--- Start ---
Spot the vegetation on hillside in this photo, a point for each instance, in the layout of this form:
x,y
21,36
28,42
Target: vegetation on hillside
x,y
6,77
--- End ---
> [Direction] Copy the data above verbatim, preserving every line in its original order.

> [Task response]
Spot the vegetation on hillside in this photo, a point for each instance, in the layout of this form:
x,y
21,36
28,42
Target: vegetation on hillside
x,y
6,77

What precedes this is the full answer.